All records below are to be duplicated exactly, with every picture excluded.
─── EXERCISE MATERIAL ───
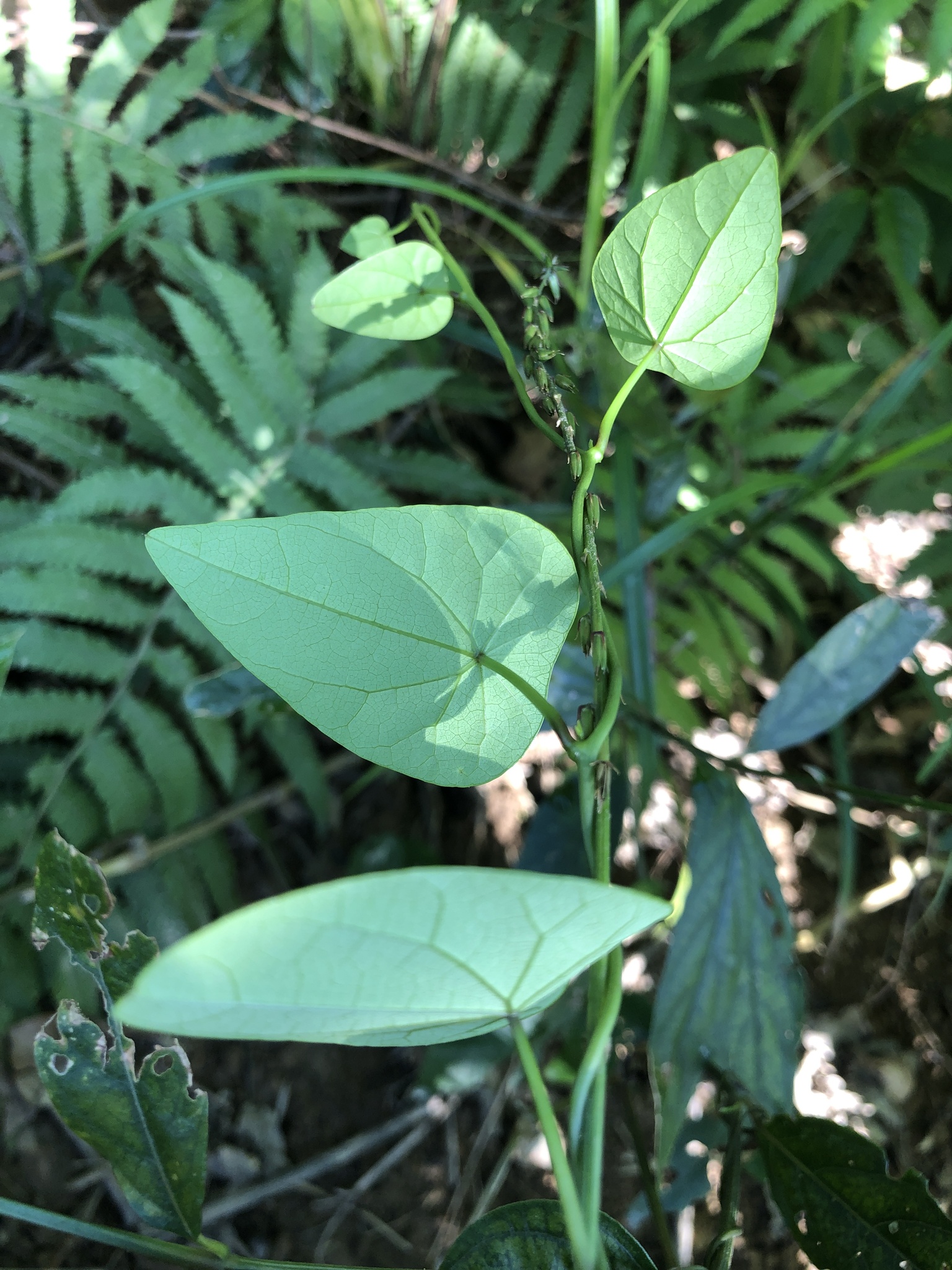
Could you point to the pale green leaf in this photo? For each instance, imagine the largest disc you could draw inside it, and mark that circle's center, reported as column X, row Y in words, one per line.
column 842, row 671
column 418, row 957
column 367, row 238
column 399, row 294
column 687, row 282
column 729, row 992
column 375, row 625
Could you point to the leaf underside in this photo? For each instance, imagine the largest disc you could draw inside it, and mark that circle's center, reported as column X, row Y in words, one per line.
column 412, row 957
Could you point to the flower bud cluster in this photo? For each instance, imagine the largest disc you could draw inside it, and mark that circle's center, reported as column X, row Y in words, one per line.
column 537, row 318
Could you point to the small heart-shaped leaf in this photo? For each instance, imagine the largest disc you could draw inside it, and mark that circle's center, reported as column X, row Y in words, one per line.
column 399, row 294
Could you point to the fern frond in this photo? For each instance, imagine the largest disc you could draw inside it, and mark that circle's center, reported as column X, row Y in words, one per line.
column 376, row 398
column 69, row 652
column 98, row 549
column 73, row 399
column 353, row 360
column 531, row 95
column 252, row 322
column 134, row 492
column 70, row 443
column 117, row 781
column 42, row 713
column 47, row 180
column 566, row 125
column 250, row 412
column 307, row 337
column 329, row 473
column 752, row 16
column 808, row 16
column 163, row 97
column 167, row 756
column 61, row 593
column 113, row 65
column 800, row 393
column 90, row 174
column 426, row 473
column 216, row 738
column 178, row 414
column 218, row 136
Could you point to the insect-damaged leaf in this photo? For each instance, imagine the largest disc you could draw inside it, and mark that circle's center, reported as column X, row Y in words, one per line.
column 402, row 293
column 689, row 278
column 531, row 1236
column 70, row 898
column 375, row 625
column 840, row 1206
column 150, row 1128
column 413, row 957
column 842, row 671
column 729, row 992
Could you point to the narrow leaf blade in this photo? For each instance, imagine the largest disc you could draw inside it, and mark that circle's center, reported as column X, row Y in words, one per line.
column 419, row 956
column 842, row 671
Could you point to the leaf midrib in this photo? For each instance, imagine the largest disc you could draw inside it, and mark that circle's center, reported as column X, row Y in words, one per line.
column 711, row 241
column 329, row 609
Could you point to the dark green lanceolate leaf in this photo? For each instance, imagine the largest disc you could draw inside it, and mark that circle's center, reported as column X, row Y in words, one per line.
column 150, row 1128
column 840, row 1206
column 842, row 671
column 729, row 992
column 414, row 957
column 687, row 282
column 367, row 238
column 9, row 639
column 225, row 693
column 71, row 897
column 399, row 294
column 531, row 1236
column 377, row 625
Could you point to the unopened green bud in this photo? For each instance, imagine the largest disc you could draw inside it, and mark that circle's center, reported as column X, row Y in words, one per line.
column 584, row 723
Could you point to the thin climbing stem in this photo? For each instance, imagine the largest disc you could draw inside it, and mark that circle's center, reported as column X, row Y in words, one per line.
column 607, row 40
column 562, row 1170
column 421, row 215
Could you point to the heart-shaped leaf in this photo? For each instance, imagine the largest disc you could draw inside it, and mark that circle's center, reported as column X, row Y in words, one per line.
column 399, row 294
column 729, row 991
column 414, row 957
column 367, row 238
column 689, row 278
column 380, row 626
column 843, row 670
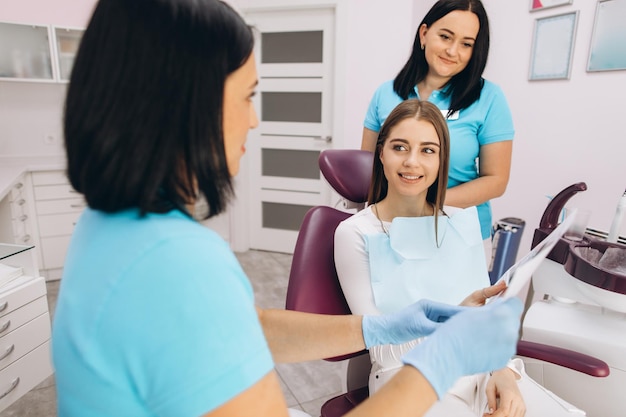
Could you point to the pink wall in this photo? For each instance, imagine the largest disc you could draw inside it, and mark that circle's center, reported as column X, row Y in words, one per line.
column 72, row 13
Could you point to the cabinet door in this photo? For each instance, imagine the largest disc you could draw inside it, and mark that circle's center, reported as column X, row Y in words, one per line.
column 25, row 52
column 66, row 45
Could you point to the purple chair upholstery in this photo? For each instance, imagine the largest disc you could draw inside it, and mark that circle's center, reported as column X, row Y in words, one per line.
column 314, row 286
column 348, row 171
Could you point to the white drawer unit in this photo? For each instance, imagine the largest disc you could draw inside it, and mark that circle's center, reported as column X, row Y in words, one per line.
column 58, row 207
column 22, row 211
column 24, row 328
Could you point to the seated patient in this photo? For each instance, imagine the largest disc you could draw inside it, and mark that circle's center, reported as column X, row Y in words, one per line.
column 406, row 246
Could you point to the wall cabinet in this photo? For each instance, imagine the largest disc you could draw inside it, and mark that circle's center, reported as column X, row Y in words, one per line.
column 58, row 207
column 24, row 327
column 37, row 53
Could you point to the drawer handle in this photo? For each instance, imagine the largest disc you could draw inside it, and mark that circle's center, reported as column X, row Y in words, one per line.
column 5, row 326
column 11, row 388
column 7, row 352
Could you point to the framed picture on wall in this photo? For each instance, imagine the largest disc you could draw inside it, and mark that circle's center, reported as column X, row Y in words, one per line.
column 544, row 4
column 608, row 40
column 553, row 47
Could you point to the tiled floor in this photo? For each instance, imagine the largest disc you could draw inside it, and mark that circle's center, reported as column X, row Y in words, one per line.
column 306, row 385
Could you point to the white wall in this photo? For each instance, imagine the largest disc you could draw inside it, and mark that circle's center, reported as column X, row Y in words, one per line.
column 566, row 130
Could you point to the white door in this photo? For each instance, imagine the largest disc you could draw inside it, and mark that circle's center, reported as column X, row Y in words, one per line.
column 294, row 51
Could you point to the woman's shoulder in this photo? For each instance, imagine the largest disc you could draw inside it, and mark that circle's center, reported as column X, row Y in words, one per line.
column 452, row 211
column 491, row 88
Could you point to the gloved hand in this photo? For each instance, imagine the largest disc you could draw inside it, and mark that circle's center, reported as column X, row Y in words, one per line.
column 480, row 339
column 417, row 320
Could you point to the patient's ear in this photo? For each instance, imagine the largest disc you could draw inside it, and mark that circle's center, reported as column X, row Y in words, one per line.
column 422, row 34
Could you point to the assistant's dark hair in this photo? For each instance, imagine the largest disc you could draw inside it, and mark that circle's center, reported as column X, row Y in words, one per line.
column 418, row 110
column 465, row 87
column 143, row 112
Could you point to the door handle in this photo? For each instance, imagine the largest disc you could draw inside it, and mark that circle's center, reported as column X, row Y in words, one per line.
column 326, row 139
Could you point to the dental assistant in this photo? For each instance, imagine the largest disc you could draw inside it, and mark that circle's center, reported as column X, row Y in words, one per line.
column 445, row 67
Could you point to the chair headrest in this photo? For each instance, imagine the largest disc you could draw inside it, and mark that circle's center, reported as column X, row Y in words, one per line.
column 348, row 171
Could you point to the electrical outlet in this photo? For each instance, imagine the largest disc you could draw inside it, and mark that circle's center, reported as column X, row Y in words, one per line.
column 49, row 139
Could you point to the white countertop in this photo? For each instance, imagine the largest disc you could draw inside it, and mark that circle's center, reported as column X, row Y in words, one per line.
column 12, row 167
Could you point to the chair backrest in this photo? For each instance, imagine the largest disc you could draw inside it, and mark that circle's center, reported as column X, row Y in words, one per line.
column 313, row 283
column 348, row 171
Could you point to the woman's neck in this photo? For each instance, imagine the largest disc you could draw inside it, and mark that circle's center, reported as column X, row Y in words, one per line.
column 390, row 208
column 430, row 84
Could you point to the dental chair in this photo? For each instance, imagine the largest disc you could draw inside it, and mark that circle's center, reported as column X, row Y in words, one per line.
column 314, row 286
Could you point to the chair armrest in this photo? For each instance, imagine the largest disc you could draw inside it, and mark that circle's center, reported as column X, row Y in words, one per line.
column 563, row 357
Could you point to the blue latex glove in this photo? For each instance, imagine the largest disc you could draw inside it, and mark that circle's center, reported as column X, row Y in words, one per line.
column 417, row 320
column 480, row 339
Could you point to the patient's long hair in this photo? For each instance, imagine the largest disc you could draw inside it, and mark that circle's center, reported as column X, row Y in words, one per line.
column 418, row 110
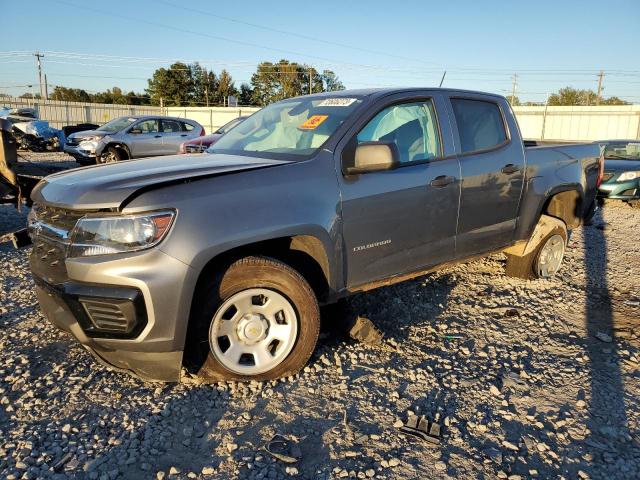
───
*SOLVED EXERCISE*:
Could you point to the pale green leaf in this photo? For each instance, imagine the largest disc you could draw inside it, and mark that circle's center, reported as column X, row Y in words, one per line.
column 842, row 671
column 418, row 957
column 367, row 238
column 399, row 294
column 687, row 282
column 729, row 992
column 375, row 625
Could you point to the leaf underside in this photo? For each instance, imagine the largest disc you could draw inside it, and mark that circle's center, reported as column X, row Y in words, one per line.
column 412, row 957
Could you point to the flower bud cluster in this photo? For each instance, imagine the largest disc you could draw inside it, and mark that circle's center, reported as column X, row Y in words, one per line.
column 537, row 318
Could you point to the small heart-shaped leaf in this photo? For each instance, imagine the largest disc you could draw inside it, and mark that circle's center, reported as column X, row Y in words, one per line.
column 399, row 294
Could you point to the fern frond in this photo? For each instance, imagine the largest disc you could draw inside it, and mark that circle's center, reported as column X, row Y in words, one per line.
column 376, row 398
column 69, row 652
column 98, row 549
column 73, row 399
column 353, row 360
column 531, row 95
column 252, row 322
column 134, row 492
column 70, row 443
column 117, row 781
column 42, row 713
column 47, row 180
column 566, row 125
column 250, row 412
column 307, row 337
column 329, row 473
column 752, row 16
column 808, row 16
column 163, row 97
column 167, row 756
column 61, row 593
column 113, row 65
column 800, row 393
column 90, row 174
column 426, row 473
column 216, row 738
column 178, row 414
column 218, row 136
Could you point to the insect-damaged leaf in this photo? For each instance, imagine the largest disc you could draw inside it, and mark that circle's center, reported as column X, row Y in words, one per line.
column 402, row 293
column 689, row 278
column 531, row 1236
column 70, row 898
column 375, row 625
column 840, row 1206
column 150, row 1128
column 413, row 957
column 842, row 671
column 729, row 992
Could you point to the narrow leaf blade in this photo? For each instance, imagine the largest disc you could draw inside it, and mark that circle's center, reported as column X, row Y in words, one per line.
column 419, row 956
column 842, row 671
Could you point to the leaf midrib in this photo? For each instance, imagine the largest disc you could draw inside it, and mark that circle's center, reported as column X, row Y in words, one per line.
column 711, row 241
column 329, row 609
Could you point to the dark green lanceolate leaf in this photo? For each instance, imagine the largest disc you could draw inside it, and mark that circle's center, reported as column X, row Y in words, one per line.
column 150, row 1128
column 840, row 1206
column 842, row 671
column 729, row 992
column 414, row 957
column 687, row 282
column 367, row 238
column 9, row 639
column 225, row 693
column 71, row 897
column 399, row 294
column 531, row 1236
column 377, row 625
Could you point to the unopened green bud in this photo? For each instance, imagine the largest disc you could draw inside it, and mark that circle's center, reported as column X, row Y in words, one per line.
column 584, row 723
Could you point to the thin climbing stem in this photo? For each instance, imagine the largest disc you could draw inside it, and mark that circle's center, reported as column X, row Y in words, one per line.
column 607, row 40
column 562, row 1170
column 421, row 215
Could you point to the heart-shaped leaf in this photo? For each instance, imagine the largest disc you could draw inside it, and mark that circle's center, reported as column X, row Y in words, one per line.
column 399, row 294
column 729, row 991
column 414, row 957
column 367, row 238
column 689, row 278
column 380, row 626
column 843, row 670
Could you point to the pink wall in this photo? For each instance, imagine the largest disc you could draw inside it, and mark that circle's center, reported as column X, row Y in words, one per line.
column 72, row 13
Could you point to the cabinet door in this photo? For each instance, imagine the largest disc you could draw inside it, and mark that circle's center, reported as column X, row Y in words, one per line.
column 25, row 52
column 66, row 45
Could you point to the purple chair upholstery in this photo? For each instance, imagine the largest disc you could draw inside it, and mark that circle's center, reported as column X, row Y in words, one per line.
column 314, row 286
column 348, row 171
Could you point to the white drawer unit in this photo? For each instance, imagine the largest disc you could draw inside it, and mark that circle's center, reported as column X, row Y in words, one per line.
column 58, row 207
column 22, row 211
column 24, row 328
Could you point to the seated patient in this photo? For each instance, imagine the largest disc you could draw inside it, and mark that circle's center, reported as column X, row Y in words, one per line.
column 406, row 246
Could you point to the wall cabinet in this photo? For each instance, imagine the largest disc you could draw inside it, and mark that circle's center, reported as column X, row Y in words, one per line.
column 58, row 207
column 24, row 327
column 37, row 53
Could you point to the drawer handle in this photo? For each instance, imagine the largest disc you could draw inside it, and mark that circle's center, reported as column X, row Y in words, one per line.
column 5, row 326
column 11, row 388
column 7, row 352
Could you point to the framed picture on wall in this photo? For each instance, imagine the largest disc you could draw inside it, and mark that circle's center, reported as column X, row Y in words, one per line.
column 544, row 4
column 608, row 40
column 553, row 47
Could you point to the tiled floor in this photo? For each instance, imagine the largest disc you could draw inside it, and mark that circle's center, reported as column X, row Y in words, one per line.
column 306, row 385
Could you point to the white wall in this photo? For each instance, imagine the largest disc you could draw inside it, and mark that circle's center, reported as column X, row Y in words, one per line.
column 566, row 130
Could you point to the white door in this photo? For each instance, imagine the largest disc you could draw inside it, and mark that circle's center, reported as column X, row Y in words, one per line.
column 294, row 51
Could you point to the woman's shoulder in this photo? For each instance, imagine the largest disc you could draw inside it, and mark that circle's center, reported as column X, row Y in words, one per line.
column 452, row 211
column 491, row 88
Could you point to the gloved hand in this photo? For each instance, imagine the largest disc you could draw inside it, and mark that circle's center, reported as column X, row Y in words, one per line.
column 480, row 339
column 417, row 320
Could you point to the patient's ear in this photo? For each instance, imagine the largest disc you could draw inside it, and mark that circle's center, reported as column X, row Y in words, one per line.
column 422, row 34
Could you point to the assistant's dark hair in this photo? For each instance, imagine the largest disc you could draw inside it, and mark that circle's center, reported as column X, row Y in words, one per line.
column 418, row 110
column 465, row 87
column 143, row 112
Could you point to the door handle in this photo? For each instance, imagine the largest disc you could draw inside it, and mark that circle's center, reported as column X, row Y in words, one per line.
column 326, row 139
Could you point to the dental assistant in this photo? For each instance, imagine the largest disc you could draw inside it, and mark that circle's center, reported as column X, row Y in words, one per line.
column 445, row 67
Could you point to the chair headrest in this photo? For each instance, imagine the largest disc you could draw inside it, and mark that circle's center, reported as column X, row Y in words, one per line.
column 348, row 171
Could you point to the electrical outlet in this photo? For each instance, imagine the largest disc you could draw inside it, and mark that circle's center, reported as column X, row Y in words, one per line.
column 49, row 139
Could you point to the white countertop in this photo? For each instance, imagine the largest disc you could draw inside it, and mark that circle's center, reported as column X, row Y in words, one per line.
column 12, row 167
Could you point to the chair backrest in this photo? For each instance, imagine the largest disc you could draw inside it, and mark that circle's center, reported as column X, row Y in words, one per line.
column 313, row 283
column 348, row 171
Could you point to the woman's neck in this photo? For each instance, imagine the largest disc you could draw inside it, and mark that circle's center, reported as column X, row Y in words, one per line.
column 390, row 208
column 430, row 84
Could you point to the dental chair in this photo? For each instance, imagine the largest disc you could draw inside it, and mark that circle's center, reported as column X, row Y in words, one per line.
column 314, row 286
Could you point to the chair armrest in this photo? For each instance, imagine the largest disc you could draw inside it, and mark that circle's center, reported as column X, row Y in words, one per line.
column 563, row 357
Could you point to the blue latex glove in this photo? For each instance, imagine the largest disc you could draw inside it, and mark that circle's center, reported as column X, row Y in words, one per line.
column 417, row 320
column 480, row 339
Could you point to the patient's long hair in this photo? For each instance, imagine the largest disc you could draw inside it, and mark that circle's center, reported as column X, row Y in words, one per line.
column 418, row 110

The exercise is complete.